** DOCUMENT SECTION **

Red palm oil specifically is rich in carotenoids (the pigments that make carrots orange) and tocotrienols, a form of vitamin E. These are largely destroyed during refining, so if nutrition is part of your motivation, stick with the unrefined red version.

Using Palm Oil on Your Skin

Palm oil works as an emollient and moisturizer, helping maintain your skin’s moisture barrier. Its fatty acid profile lets it sit on the skin without feeling as heavy as coconut oil, and it absorbs reasonably well. You can apply a small amount of red palm oil directly to dry patches, elbows, or heels as a simple moisturizer.

Clinical testing of cosmetic creams containing palm oil extract has shown improvements in skin hydration, elasticity, and texture, along with reduced water loss through the skin. For DIY use, you can mix a small amount into an unscented lotion or body butter. Keep in mind that red palm oil will temporarily tint lighter skin and can stain fabric, so let it absorb fully before getting dressed.

Palm Oil in Soap Making

In cold process soap, palm oil serves a specific purpose: it hardens bars and contributes to lather, especially when paired with coconut oil. Most soap makers use it at up to 33% of their total oil blend. At that ratio, it provides firmness without making the bar waxy or reducing the conditioning qualities of softer oils like olive or sweet almond.

Red palm oil can also be used in soap at up to 33%, and it produces a naturally orange bar without synthetic colorants. Start with a lower percentage (10-15%) if you’re experimenting, because the pigment can stain silicone molds and wooden tools. Palm oil needs to be fully melted before combining it with your lye solution, since it’s solid at room temperature. Measure it by weight, not volume, for accurate results.

** WHAT YOU WILL DO **
• 1. Set down the part of the palm oil passage from "Palm oil works" up to and including "a simple moisturizer.", word for word.
• 2. In the palm oil passage, what starting percentage of red palm oil is suggested for someone experimenting with it in soap?
• 3. Extend the palm oil passage, picking up right after its last sentence.

** MATERIAL SHOWN **
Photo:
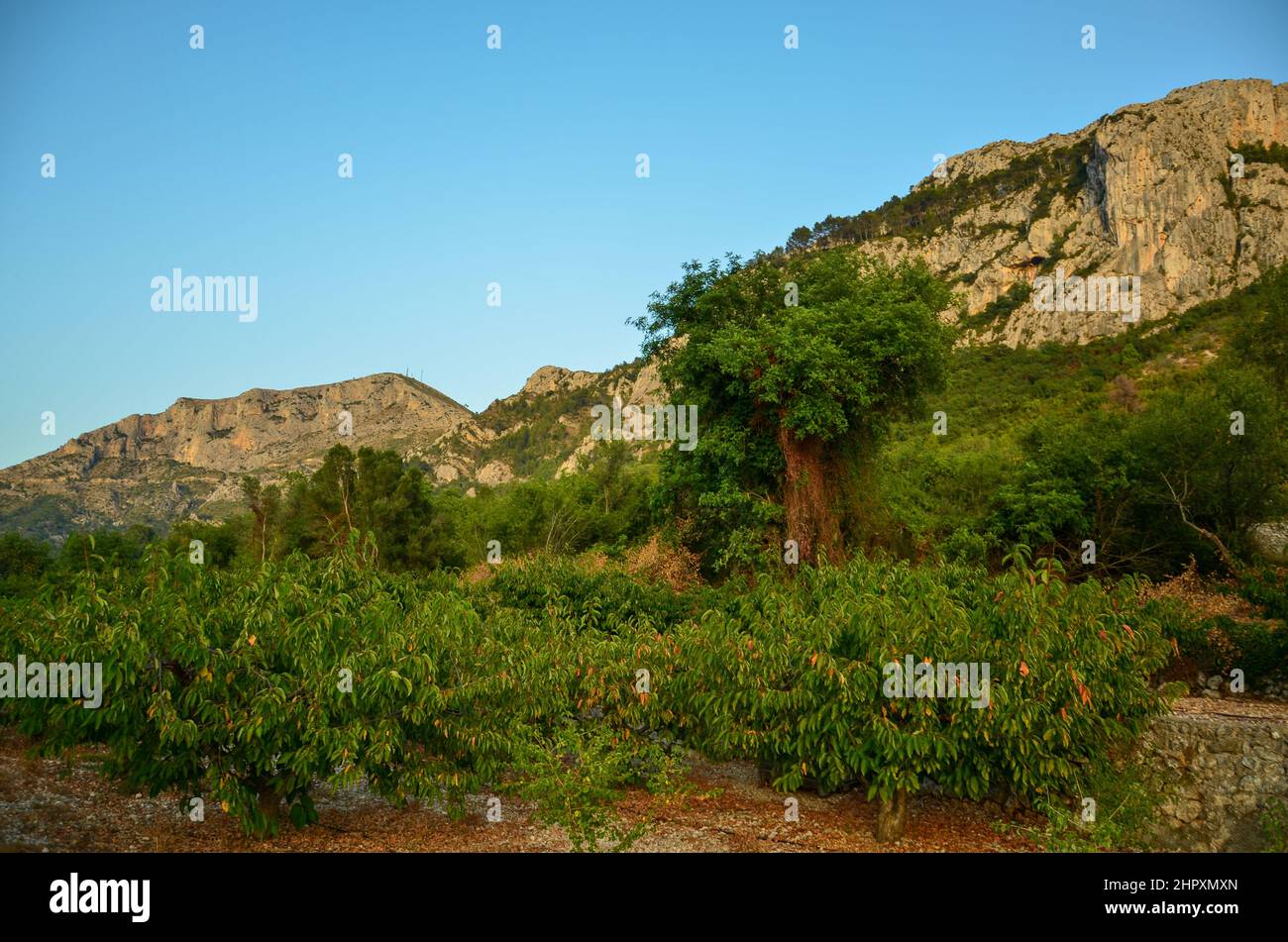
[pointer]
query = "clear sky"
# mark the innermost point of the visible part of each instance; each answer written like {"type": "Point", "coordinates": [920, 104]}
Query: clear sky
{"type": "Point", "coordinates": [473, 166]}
--
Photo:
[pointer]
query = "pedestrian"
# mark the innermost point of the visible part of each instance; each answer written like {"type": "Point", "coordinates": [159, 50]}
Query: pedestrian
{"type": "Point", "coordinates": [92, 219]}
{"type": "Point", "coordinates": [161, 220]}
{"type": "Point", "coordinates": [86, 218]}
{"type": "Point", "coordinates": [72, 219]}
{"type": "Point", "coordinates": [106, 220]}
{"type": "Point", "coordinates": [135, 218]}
...
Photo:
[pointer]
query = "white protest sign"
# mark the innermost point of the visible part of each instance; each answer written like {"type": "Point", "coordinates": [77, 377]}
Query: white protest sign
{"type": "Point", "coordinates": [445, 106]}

** TASK RESULTS **
• 1.
Palm oil works as an emollient and moisturizer, helping maintain your skin’s moisture barrier. Its fatty acid profile lets it sit on the skin without feeling as heavy as coconut oil, and it absorbs reasonably well. You can apply a small amount of red palm oil directly to dry patches, elbows, or heels as a simple moisturizer.

• 2. 10-15%

• 3.
Storage and Shelf Life

How long your palm oil lasts depends heavily on how you store it. Refined palm oil and its liquid fraction (olein) last about 9 months when stored between 20-25°C in the dark. Crude red palm oil has a shorter shelf life of roughly 6 months under the same conditions. The harder stearin fraction lasts longest, around 12 months.

Heat and light are the enemies. Research shows that storing any form of palm oil at warm room temperatures (26-32°C) with exposure to natural light causes all refined varieties to exceed safe acidity levels within 12 months, and peroxide values (a measure of rancidity) spike within just 3 months. Store your palm oil in a cool, dark cupboard with the lid tightly sealed. If it develops an off smell, a sour or paint-like odor, or if the color shifts noticeably, it’s gone rancid and should be discarded.

Cleaning Up Red Palm Oil Stains

Red palm oil’s deep pigment stains clothing, countertops, and cutting boards readily. For fabric, the most reliable method is applying liquid dish soap directly to each stain, working it in gently with your fingers or a soft brush, and letting it sit for at least a few hours (overnight is better). Then wash normally. The critical rule: do not put the garment in the dryer until the stain is completely gone. Heat from the dryer sets oil stains permanently. Air dry instead, check the fabric once it’s fully dry (stains are invisible on damp fabric), and repeat the treatment if needed.

Oxygen-based stain removers like OxiClean also work well, especially when you soak the garment in hot water overnight before washing. For countertops and hard surfaces, dish soap or an all-purpose degreasing spray handles the oil component, while the orange pigment may need a paste of baking soda to lift from porous surfaces like wood or unsealed stone.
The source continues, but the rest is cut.